## Supplied text
------
Compilation album by Various artists
- Released: June 10, 1994
- Genre: Electro-industrial
- Length: 76:58
- Label: If It Moves...

Re-Constriction Records V/A chronology
| Shut Up Kitty (1993) | Scavengers in the Matrix (1994) | Crowbar America (1994) |

= Scavengers in the Matrix =

Scavengers in the Matrix is a various artists compilation album released on June 10, 1994 by If It Moves....

==Reception==
Aiding & Abetting called described Scavengers in the Matrix as being "truly experimental dance music" and "like most compilations, production values and music quality do vary, but as usual, Chase has brought a load of great stuff together, weeding out the chaff."
------
## Written problem A
Lay out the rows from the line containing "the snake head" through the end of the rows as a JSON list of strings, one string per line, skipping blank lines. Leave out the pictures.
------
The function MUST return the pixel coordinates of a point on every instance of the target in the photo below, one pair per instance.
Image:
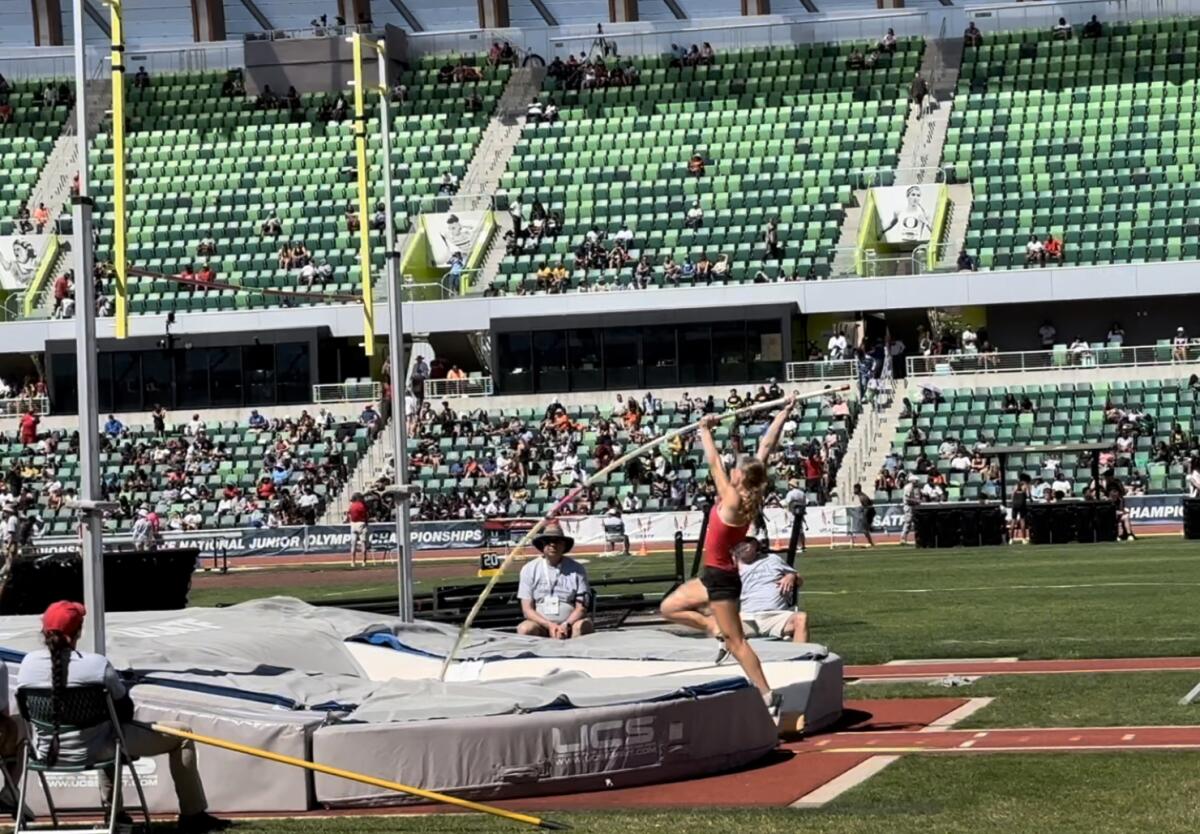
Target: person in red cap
(61, 665)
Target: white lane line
(839, 785)
(960, 714)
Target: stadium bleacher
(784, 132)
(1065, 413)
(1089, 138)
(203, 165)
(819, 429)
(25, 141)
(229, 455)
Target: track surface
(937, 669)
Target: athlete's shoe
(721, 652)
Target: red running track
(983, 667)
(1037, 739)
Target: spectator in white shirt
(553, 589)
(1180, 346)
(970, 340)
(1035, 252)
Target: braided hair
(59, 646)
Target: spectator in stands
(61, 665)
(918, 91)
(1180, 346)
(772, 250)
(271, 227)
(1051, 250)
(233, 87)
(1035, 251)
(29, 423)
(553, 589)
(769, 594)
(972, 36)
(267, 99)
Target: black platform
(1061, 522)
(1192, 517)
(959, 525)
(133, 581)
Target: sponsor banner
(19, 256)
(643, 528)
(906, 213)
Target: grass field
(873, 606)
(888, 604)
(1003, 795)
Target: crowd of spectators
(553, 450)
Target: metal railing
(18, 406)
(834, 370)
(474, 387)
(1062, 358)
(347, 391)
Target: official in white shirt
(553, 589)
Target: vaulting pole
(571, 496)
(361, 778)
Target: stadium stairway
(868, 443)
(957, 233)
(53, 186)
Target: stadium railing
(353, 390)
(1061, 358)
(473, 387)
(832, 370)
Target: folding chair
(82, 708)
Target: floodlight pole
(395, 329)
(91, 546)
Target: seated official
(59, 666)
(553, 589)
(771, 600)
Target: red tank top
(719, 541)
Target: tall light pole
(395, 331)
(91, 546)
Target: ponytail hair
(751, 487)
(59, 646)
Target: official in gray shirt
(553, 589)
(59, 666)
(771, 600)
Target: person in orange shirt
(41, 216)
(1053, 249)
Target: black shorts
(723, 586)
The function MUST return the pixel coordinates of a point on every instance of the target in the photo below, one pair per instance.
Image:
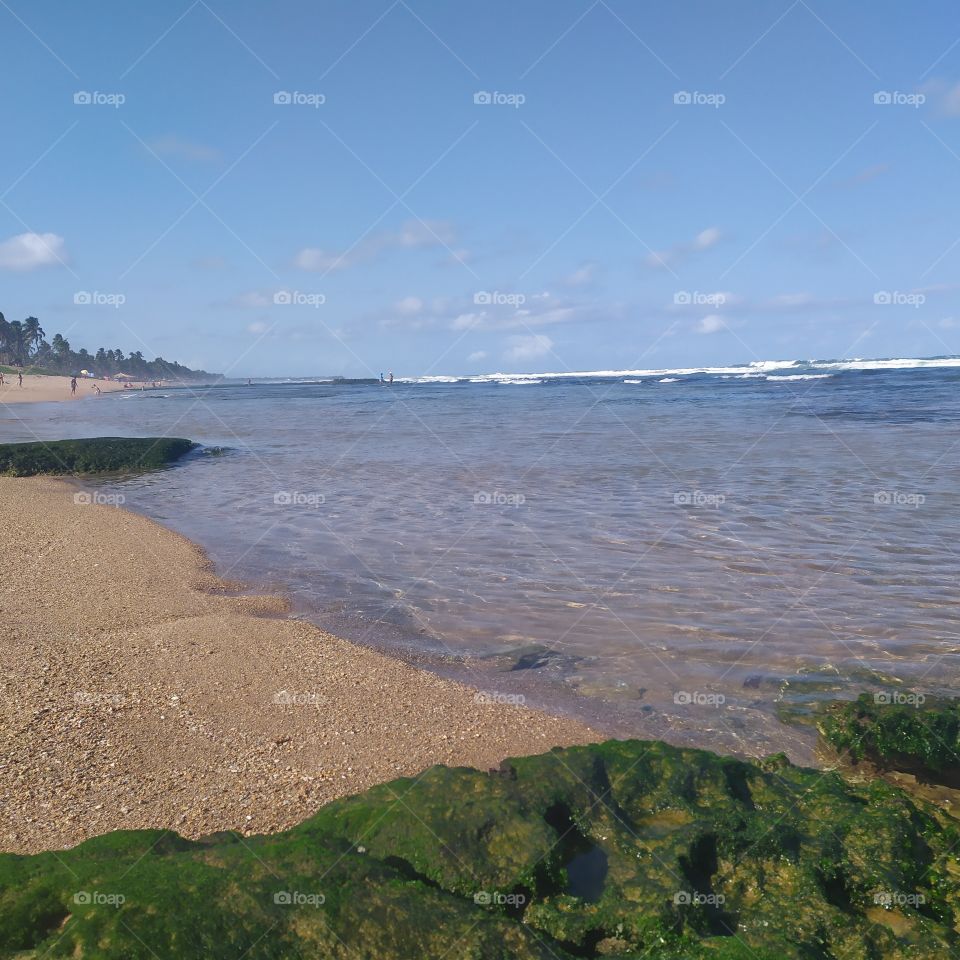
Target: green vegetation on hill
(625, 849)
(24, 343)
(95, 455)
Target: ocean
(696, 554)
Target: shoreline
(46, 388)
(142, 691)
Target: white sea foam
(755, 368)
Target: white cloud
(945, 96)
(173, 146)
(713, 323)
(679, 252)
(522, 349)
(27, 251)
(412, 235)
(409, 306)
(253, 298)
(583, 276)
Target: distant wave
(755, 369)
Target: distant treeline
(24, 343)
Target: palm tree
(16, 341)
(33, 333)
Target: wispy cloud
(679, 252)
(521, 349)
(173, 146)
(412, 235)
(28, 251)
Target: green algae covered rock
(896, 731)
(95, 455)
(624, 849)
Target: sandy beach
(139, 691)
(39, 389)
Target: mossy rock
(895, 731)
(91, 456)
(623, 849)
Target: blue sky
(582, 220)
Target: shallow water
(693, 550)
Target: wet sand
(138, 691)
(39, 389)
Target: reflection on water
(695, 556)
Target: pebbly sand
(137, 692)
(40, 388)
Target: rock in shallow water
(627, 848)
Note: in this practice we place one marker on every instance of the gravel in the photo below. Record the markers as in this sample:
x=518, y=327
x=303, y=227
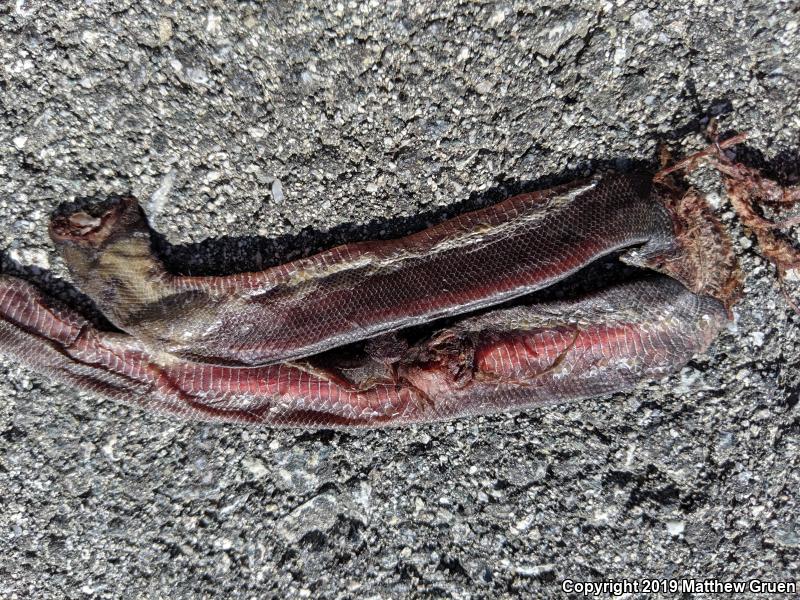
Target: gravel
x=256, y=133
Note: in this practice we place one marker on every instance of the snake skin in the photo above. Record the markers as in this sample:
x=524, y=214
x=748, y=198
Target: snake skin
x=357, y=291
x=248, y=348
x=506, y=360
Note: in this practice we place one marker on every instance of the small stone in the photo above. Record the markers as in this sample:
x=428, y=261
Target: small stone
x=675, y=528
x=164, y=30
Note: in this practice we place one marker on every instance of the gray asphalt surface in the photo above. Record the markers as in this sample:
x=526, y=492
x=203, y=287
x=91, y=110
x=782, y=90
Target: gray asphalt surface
x=309, y=124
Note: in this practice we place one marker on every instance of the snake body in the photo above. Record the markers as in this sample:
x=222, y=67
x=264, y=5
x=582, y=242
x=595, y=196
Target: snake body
x=290, y=346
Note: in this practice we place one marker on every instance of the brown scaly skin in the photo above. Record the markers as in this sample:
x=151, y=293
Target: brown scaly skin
x=503, y=360
x=358, y=291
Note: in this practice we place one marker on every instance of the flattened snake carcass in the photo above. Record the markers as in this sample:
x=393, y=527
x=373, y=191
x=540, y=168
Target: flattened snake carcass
x=285, y=346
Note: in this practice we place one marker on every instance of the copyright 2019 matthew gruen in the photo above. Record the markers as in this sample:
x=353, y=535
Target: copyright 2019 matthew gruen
x=618, y=587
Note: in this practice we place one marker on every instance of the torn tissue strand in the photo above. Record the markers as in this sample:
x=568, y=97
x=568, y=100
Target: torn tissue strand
x=510, y=369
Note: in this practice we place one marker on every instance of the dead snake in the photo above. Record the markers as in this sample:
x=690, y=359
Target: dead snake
x=272, y=347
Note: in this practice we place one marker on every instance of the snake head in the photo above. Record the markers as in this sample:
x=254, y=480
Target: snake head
x=91, y=224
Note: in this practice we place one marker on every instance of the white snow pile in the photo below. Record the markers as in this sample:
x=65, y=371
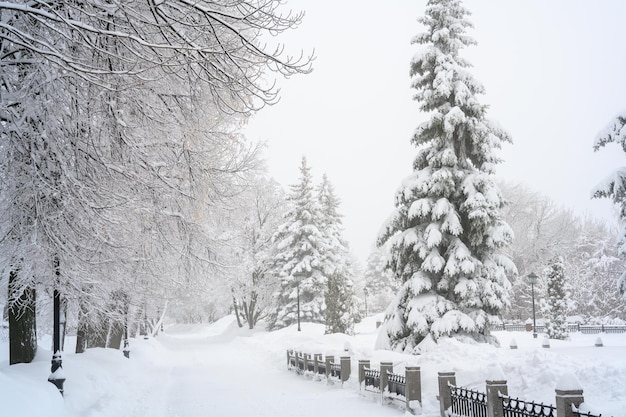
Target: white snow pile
x=223, y=370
------
## Written problem B
Transcribe the part of the Scavengers in the Matrix text that opens with the words containing "Re-Constriction Records V/A" and closes with "If It Moves....".

## Correct result A
[
  "Note: in this practice we place one marker on every instance of the snake head in the photo above. Record the markers as in this sample:",
  "x=254, y=480",
  "Target: snake head",
  "x=91, y=224",
  "Note: in this practice we place one marker on every instance of the white snow pile in the photo below. Record the markers as in this sample:",
  "x=65, y=371",
  "Target: white snow pile",
  "x=223, y=370"
]

## Correct result B
Re-Constriction Records V/A chronology
| Shut Up Kitty (1993) | Scavengers in the Matrix (1994) | Crowbar America (1994) |

= Scavengers in the Matrix =

Scavengers in the Matrix is a various artists compilation album released on June 10, 1994 by If It Moves....